Contrassegnato da tag , , , ,

Quel che resta della Concordia

index

Il gigante del mare. Il relitto inabissato che per anni adagiato su un fianco ha fatto da scenario all’isola del Giglio, ad uno degli specchi d’acqua più belli d’Italia, da ieri ha lasciato l’isola. La Concordia in queste ore è in viaggio, l’ultima rotta verso Genova, il porto che la ospiterà e smantellerà.

30 mesi dopo, il relitto che divenne la trappola di morte per 32 persone e l’incubo dei tanti passeggeri, lascia l’isola che l’ha accolta, ospitata. La Concordia, un gigante del mare, oltre 114Kg di starza, 190 metri di lunghezza, 5 ristoranti,oltre 5000 cabine,era un vanto della flotta. Nave sfortunata. Nel 2008 per il forte vento urtò contro il molo di Palermo. Due incidenti in sette anni di navigazione. Nel 2005 quando venne inaugurata,la tradizionale bottiglia di champagne non si ruppe contro lo scafo. E chi và per mare sa che è il segno della mala sorte. Saranno le quattro inchieste della magistratura a dare un nome e una spiegazione a questa esperienza trasformatasi in tragedia ma soprattutto a pagare per la morte delle vittime.

Dati archiviati:
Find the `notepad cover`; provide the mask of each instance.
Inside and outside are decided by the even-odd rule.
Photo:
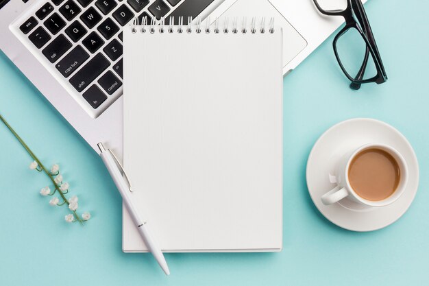
[[[160,248],[280,250],[281,29],[123,33],[124,167]],[[125,209],[123,230],[147,251]]]

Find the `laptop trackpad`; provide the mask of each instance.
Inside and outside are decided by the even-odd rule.
[[[251,21],[252,17],[256,16],[260,21],[262,16],[265,16],[267,26],[269,19],[275,17],[275,24],[283,28],[283,67],[307,45],[307,41],[268,0],[238,0],[222,16],[230,19],[247,16],[247,23]]]

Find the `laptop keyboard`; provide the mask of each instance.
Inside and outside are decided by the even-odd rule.
[[[11,29],[96,118],[122,95],[122,27],[135,16],[184,16],[186,25],[213,1],[40,1]]]

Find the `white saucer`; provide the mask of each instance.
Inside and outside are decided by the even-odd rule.
[[[370,143],[383,143],[396,149],[408,165],[409,178],[402,195],[393,204],[368,207],[347,198],[325,206],[320,197],[335,187],[330,174],[338,160],[347,151]],[[357,118],[346,120],[326,130],[312,147],[307,161],[307,187],[319,211],[330,222],[354,231],[371,231],[395,222],[413,202],[419,185],[419,164],[413,147],[399,131],[382,121]]]

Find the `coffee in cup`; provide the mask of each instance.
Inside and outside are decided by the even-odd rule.
[[[387,206],[405,189],[408,168],[402,156],[383,144],[366,144],[345,154],[335,172],[337,186],[321,198],[331,204],[347,197],[368,206]]]
[[[401,171],[397,162],[387,152],[369,148],[358,153],[349,167],[349,181],[360,198],[380,201],[390,197],[397,188]]]

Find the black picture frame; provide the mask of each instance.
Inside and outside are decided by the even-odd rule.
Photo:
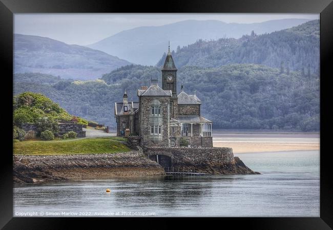
[[[333,227],[333,179],[331,178],[330,156],[327,142],[330,127],[327,107],[324,102],[329,100],[324,96],[329,87],[328,81],[333,54],[333,3],[331,0],[199,0],[169,1],[143,3],[142,1],[107,1],[106,0],[1,0],[0,2],[1,27],[1,63],[3,64],[2,93],[2,124],[6,125],[2,130],[3,143],[6,144],[6,150],[1,155],[1,203],[0,227],[3,229],[68,229],[75,228],[80,223],[85,228],[89,224],[102,223],[105,227],[115,228],[115,222],[121,223],[120,227],[127,229],[129,225],[135,228],[186,228],[198,226],[198,221],[209,223],[214,220],[219,228],[231,224],[237,227],[253,229],[326,229]],[[11,96],[13,75],[13,14],[19,13],[320,13],[320,217],[318,218],[218,218],[182,219],[175,223],[169,218],[28,218],[13,217],[13,159],[11,139],[12,119]],[[4,83],[5,80],[7,83]],[[326,104],[326,106],[327,104]],[[325,109],[325,110],[324,110]],[[6,112],[7,111],[7,112]],[[7,117],[5,118],[5,114]],[[5,120],[6,119],[6,120]],[[325,140],[326,139],[326,140]],[[3,148],[3,149],[4,149]],[[152,223],[151,221],[153,221]],[[210,226],[210,227],[209,226]],[[210,224],[208,227],[216,227]]]

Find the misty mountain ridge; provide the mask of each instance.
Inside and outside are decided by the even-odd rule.
[[[318,73],[320,61],[320,23],[314,20],[292,28],[258,35],[256,31],[238,39],[199,39],[177,48],[172,55],[176,67],[216,67],[237,63]],[[164,53],[156,66],[161,66]]]
[[[172,47],[182,47],[199,39],[239,38],[244,34],[250,34],[252,30],[257,34],[271,33],[309,20],[292,18],[252,24],[228,24],[215,20],[187,20],[123,31],[87,47],[136,64],[153,65],[160,57],[158,54],[167,50],[168,41]]]
[[[95,79],[130,62],[100,51],[37,36],[14,35],[14,73]]]

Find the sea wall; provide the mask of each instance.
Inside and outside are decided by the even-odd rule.
[[[191,170],[210,174],[258,173],[234,157],[231,148],[146,147],[143,152],[163,168],[173,171]]]
[[[165,175],[161,166],[139,151],[57,156],[14,155],[13,162],[14,181],[17,183]]]

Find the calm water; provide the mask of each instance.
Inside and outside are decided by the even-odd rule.
[[[319,151],[235,155],[263,174],[19,185],[14,189],[13,215],[320,216]]]

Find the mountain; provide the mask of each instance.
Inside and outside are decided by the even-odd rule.
[[[95,79],[130,64],[100,51],[37,36],[14,34],[14,51],[15,73]]]
[[[172,48],[182,47],[202,39],[239,38],[254,30],[257,34],[270,33],[297,26],[305,19],[272,20],[260,23],[225,23],[221,21],[188,20],[161,26],[141,27],[122,31],[88,47],[102,51],[129,61],[145,65],[155,65],[158,54]]]
[[[176,67],[219,67],[232,63],[254,63],[273,67],[318,73],[320,61],[319,20],[260,35],[254,32],[240,38],[200,39],[173,52]],[[164,63],[163,54],[157,63]]]
[[[15,75],[14,94],[41,93],[70,113],[115,127],[114,103],[122,101],[124,89],[129,101],[137,101],[136,89],[150,85],[152,77],[159,77],[160,86],[160,76],[159,68],[136,65],[122,66],[94,81],[44,83],[41,75],[35,78]],[[318,75],[242,64],[183,66],[178,70],[177,79],[178,93],[182,82],[186,93],[196,90],[201,113],[213,121],[214,128],[319,130]]]

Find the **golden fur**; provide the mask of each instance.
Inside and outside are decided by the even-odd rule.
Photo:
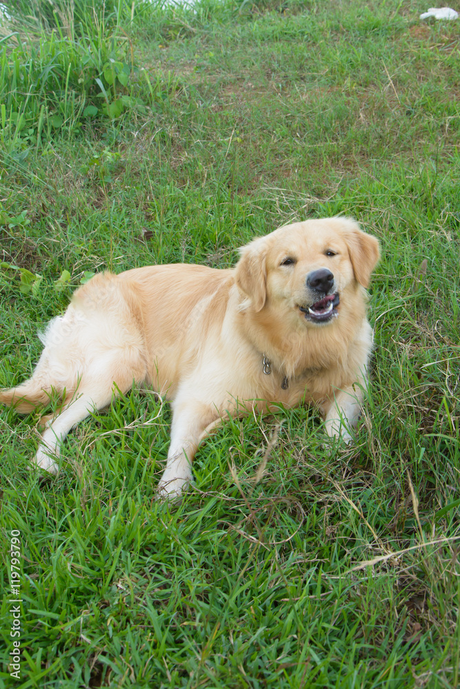
[[[233,269],[177,264],[97,275],[48,325],[32,377],[0,392],[0,402],[26,413],[52,389],[61,393],[34,459],[55,472],[72,427],[117,390],[151,386],[172,402],[159,488],[174,496],[191,480],[199,443],[226,415],[314,403],[329,435],[348,440],[372,347],[364,288],[378,258],[374,237],[332,218],[254,239]],[[319,293],[311,285],[321,280]]]

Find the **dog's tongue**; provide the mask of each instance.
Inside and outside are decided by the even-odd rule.
[[[312,304],[310,307],[310,311],[327,311],[328,309],[330,309],[330,302],[333,301],[334,298],[335,294],[329,294],[327,297],[321,299],[321,301]]]

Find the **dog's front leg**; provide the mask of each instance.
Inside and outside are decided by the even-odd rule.
[[[215,409],[194,400],[172,406],[171,444],[158,492],[162,497],[176,498],[192,480],[192,462],[198,446],[220,419]]]
[[[357,384],[353,387],[336,391],[334,397],[324,406],[324,422],[328,435],[350,442],[352,440],[350,431],[358,422],[362,401],[363,391]]]

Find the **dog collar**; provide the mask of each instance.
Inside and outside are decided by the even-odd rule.
[[[272,363],[265,356],[263,356],[263,360],[262,362],[262,370],[263,371],[263,373],[266,374],[266,376],[270,376],[270,374],[272,372]],[[288,384],[289,384],[289,380],[288,380],[288,376],[285,376],[284,378],[283,378],[281,387],[283,388],[283,390],[286,390],[288,389]]]

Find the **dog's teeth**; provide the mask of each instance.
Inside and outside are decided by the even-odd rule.
[[[318,313],[321,313],[321,316],[323,316],[323,315],[326,315],[326,313],[330,313],[330,311],[332,310],[333,308],[334,308],[334,307],[332,305],[332,302],[330,302],[329,305],[328,305],[328,306],[327,307],[327,309],[324,309],[324,310],[323,310],[322,309],[321,309],[319,311],[314,311],[314,309],[313,309],[310,307],[310,308],[308,309],[308,311],[310,311],[310,313],[313,313],[314,315],[317,315]]]

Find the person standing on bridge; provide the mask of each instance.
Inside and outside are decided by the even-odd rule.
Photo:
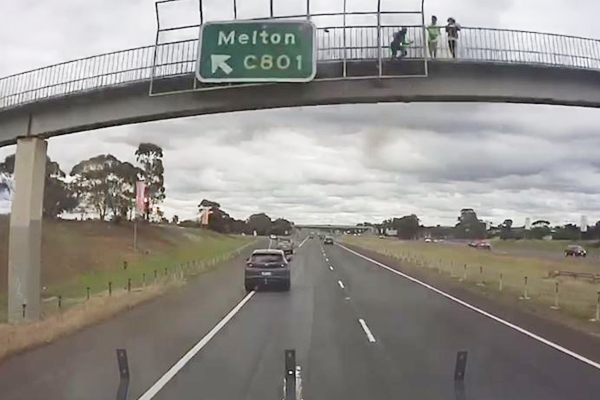
[[[437,44],[442,35],[441,28],[437,25],[437,17],[431,16],[431,25],[427,27],[427,44],[429,45],[429,55],[431,58],[437,58]]]
[[[406,27],[404,27],[394,34],[394,39],[390,44],[390,49],[392,50],[392,60],[401,60],[404,56],[406,56],[406,48],[410,45],[410,41],[406,37],[407,31],[408,30]]]
[[[452,58],[456,58],[456,48],[458,47],[458,31],[460,31],[460,25],[456,23],[454,18],[448,18],[446,34],[448,34],[448,48],[450,49]]]

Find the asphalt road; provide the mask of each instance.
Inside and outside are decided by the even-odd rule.
[[[297,251],[290,292],[246,296],[241,260],[231,262],[8,360],[0,398],[114,398],[117,347],[129,352],[131,399],[281,399],[285,349],[296,350],[308,400],[455,399],[459,350],[469,352],[466,399],[587,400],[600,392],[597,367],[315,239]]]

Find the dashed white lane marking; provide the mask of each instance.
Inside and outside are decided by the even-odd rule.
[[[367,339],[369,339],[369,342],[375,343],[376,342],[375,336],[373,336],[373,334],[371,333],[371,330],[367,326],[367,323],[365,322],[365,320],[360,318],[358,320],[358,322],[360,323],[360,326],[363,327],[363,331],[365,331],[365,334],[367,335]]]
[[[150,400],[200,351],[223,327],[237,314],[244,304],[254,296],[255,291],[246,295],[214,328],[210,330],[194,347],[192,347],[179,361],[177,361],[163,376],[161,376],[150,389],[138,400]]]
[[[459,299],[457,297],[452,296],[451,294],[443,292],[440,289],[437,289],[437,288],[435,288],[435,287],[433,287],[433,286],[431,286],[431,285],[429,285],[429,284],[427,284],[427,283],[425,283],[423,281],[420,281],[420,280],[418,280],[416,278],[413,278],[410,275],[406,275],[403,272],[400,272],[400,271],[397,271],[397,270],[395,270],[395,269],[393,269],[391,267],[388,267],[387,265],[382,264],[379,261],[375,261],[375,260],[373,260],[373,259],[371,259],[371,258],[369,258],[367,256],[364,256],[364,255],[362,255],[362,254],[360,254],[360,253],[358,253],[358,252],[356,252],[356,251],[354,251],[352,249],[347,248],[346,246],[343,246],[341,244],[338,244],[338,246],[340,246],[341,248],[349,251],[350,253],[352,253],[352,254],[354,254],[354,255],[356,255],[358,257],[361,257],[361,258],[363,258],[363,259],[365,259],[365,260],[367,260],[369,262],[372,262],[373,264],[375,264],[375,265],[377,265],[377,266],[379,266],[381,268],[385,268],[386,270],[388,270],[388,271],[390,271],[390,272],[392,272],[392,273],[394,273],[396,275],[399,275],[399,276],[401,276],[403,278],[406,278],[406,279],[408,279],[411,282],[414,282],[414,283],[416,283],[418,285],[421,285],[424,288],[427,288],[427,289],[429,289],[429,290],[431,290],[431,291],[433,291],[433,292],[435,292],[435,293],[437,293],[437,294],[439,294],[441,296],[444,296],[445,298],[447,298],[449,300],[452,300],[455,303],[460,304],[461,306],[464,306],[464,307],[466,307],[466,308],[468,308],[470,310],[473,310],[476,313],[479,313],[479,314],[483,315],[484,317],[487,317],[487,318],[490,318],[490,319],[492,319],[492,320],[494,320],[496,322],[499,322],[502,325],[504,325],[504,326],[506,326],[508,328],[511,328],[511,329],[513,329],[513,330],[515,330],[515,331],[517,331],[519,333],[522,333],[525,336],[529,336],[533,340],[536,340],[536,341],[538,341],[540,343],[543,343],[546,346],[552,347],[553,349],[558,350],[561,353],[564,353],[564,354],[566,354],[568,356],[571,356],[571,357],[573,357],[573,358],[575,358],[575,359],[577,359],[577,360],[579,360],[581,362],[584,362],[584,363],[588,364],[591,367],[594,367],[596,369],[600,369],[600,363],[597,363],[597,362],[595,362],[595,361],[593,361],[593,360],[591,360],[591,359],[589,359],[589,358],[587,358],[585,356],[582,356],[581,354],[575,353],[574,351],[569,350],[566,347],[562,347],[561,345],[559,345],[557,343],[554,343],[554,342],[552,342],[552,341],[550,341],[548,339],[545,339],[545,338],[543,338],[543,337],[541,337],[539,335],[536,335],[535,333],[530,332],[530,331],[528,331],[528,330],[526,330],[524,328],[521,328],[520,326],[515,325],[515,324],[513,324],[511,322],[508,322],[508,321],[506,321],[506,320],[504,320],[504,319],[502,319],[500,317],[497,317],[497,316],[495,316],[492,313],[489,313],[489,312],[484,311],[484,310],[482,310],[480,308],[477,308],[474,305],[471,305],[471,304],[467,303],[466,301],[463,301],[463,300],[461,300],[461,299]]]

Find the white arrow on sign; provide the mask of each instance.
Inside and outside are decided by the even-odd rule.
[[[227,60],[230,58],[231,56],[226,54],[211,54],[210,62],[212,64],[212,73],[214,74],[219,68],[221,68],[225,74],[229,75],[231,71],[233,71],[233,68],[227,64]]]

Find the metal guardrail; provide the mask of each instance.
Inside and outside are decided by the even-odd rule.
[[[317,34],[318,62],[377,60],[379,51],[382,58],[388,58],[393,33],[398,29],[399,26],[389,25],[380,28],[320,27]],[[422,26],[408,27],[408,38],[412,43],[407,59],[430,58]],[[96,55],[7,76],[0,79],[0,111],[51,97],[149,81],[152,77],[189,75],[194,72],[196,52],[197,39],[184,40]],[[438,44],[437,58],[452,60],[445,35]],[[600,70],[600,40],[463,27],[457,59]]]

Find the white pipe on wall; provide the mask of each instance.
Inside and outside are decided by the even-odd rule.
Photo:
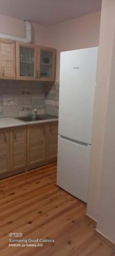
[[[0,33],[0,38],[9,39],[22,42],[31,42],[32,40],[32,25],[28,20],[25,20],[24,23],[25,26],[25,37],[15,36],[15,35]]]

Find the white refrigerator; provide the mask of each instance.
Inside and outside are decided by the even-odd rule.
[[[87,203],[98,47],[61,53],[57,184]]]

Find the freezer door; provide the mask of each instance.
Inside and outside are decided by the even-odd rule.
[[[58,136],[57,184],[85,203],[87,202],[90,146]]]
[[[98,48],[61,53],[59,134],[91,144]]]

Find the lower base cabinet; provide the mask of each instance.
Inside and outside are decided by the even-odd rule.
[[[8,129],[0,130],[0,174],[10,171],[10,132]]]
[[[0,179],[57,161],[58,121],[0,129]]]
[[[12,171],[27,166],[26,126],[19,126],[11,130],[10,157]]]
[[[1,129],[0,178],[27,169],[27,126]]]
[[[28,169],[57,161],[58,121],[28,127]]]
[[[45,123],[29,125],[27,138],[28,166],[32,168],[45,160]]]

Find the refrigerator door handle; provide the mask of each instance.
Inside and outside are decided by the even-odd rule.
[[[60,135],[59,134],[59,135]],[[64,137],[64,136],[63,136],[62,135],[60,135],[60,138],[62,139],[63,140],[67,140],[68,141],[71,141],[71,142],[74,143],[75,144],[81,145],[81,146],[88,146],[88,145],[89,145],[89,146],[91,145],[90,144],[87,144],[87,143],[86,143],[85,142],[83,142],[82,141],[79,141],[78,140],[73,140],[73,139],[70,139],[70,138],[67,138],[66,137]]]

#### COMPITO RICHIESTO
Continua l'articolo sul relitto della Concordia dopo la sua ultima frase.

#### RISPOSTA
Una notte indimenticabile quella del 13 Gennaio 2012. Un boato, come un terremoto, una serie di black-out. Sulla Costa Concordia è il panico. I turisti sono a tavola,dagli altoparlanti le prime informazioni. Prima della mezzanotte la nave comincia a imbarcare acqua,si piega su un fianco,il comandante punta verso l’isola del Giglio. Ai passeggeri viene ordinato di indossare i giubbotti,comincia l’evacuazione. Le scialuppe vengono calate in mare ma è il caos.

E’ notte quando arrivano i soccorsi per mare e per terra, quello che si trovano davanti è drammatico. Uno squarcio sulla fiancata della nave e lo scoglio incastrato nello scavo. Le luci degli elicotteri disegnano i contorni della tragedia. All’alba al porto non ci sono barche ma solo scialuppe di salvataggio e occhi di paura.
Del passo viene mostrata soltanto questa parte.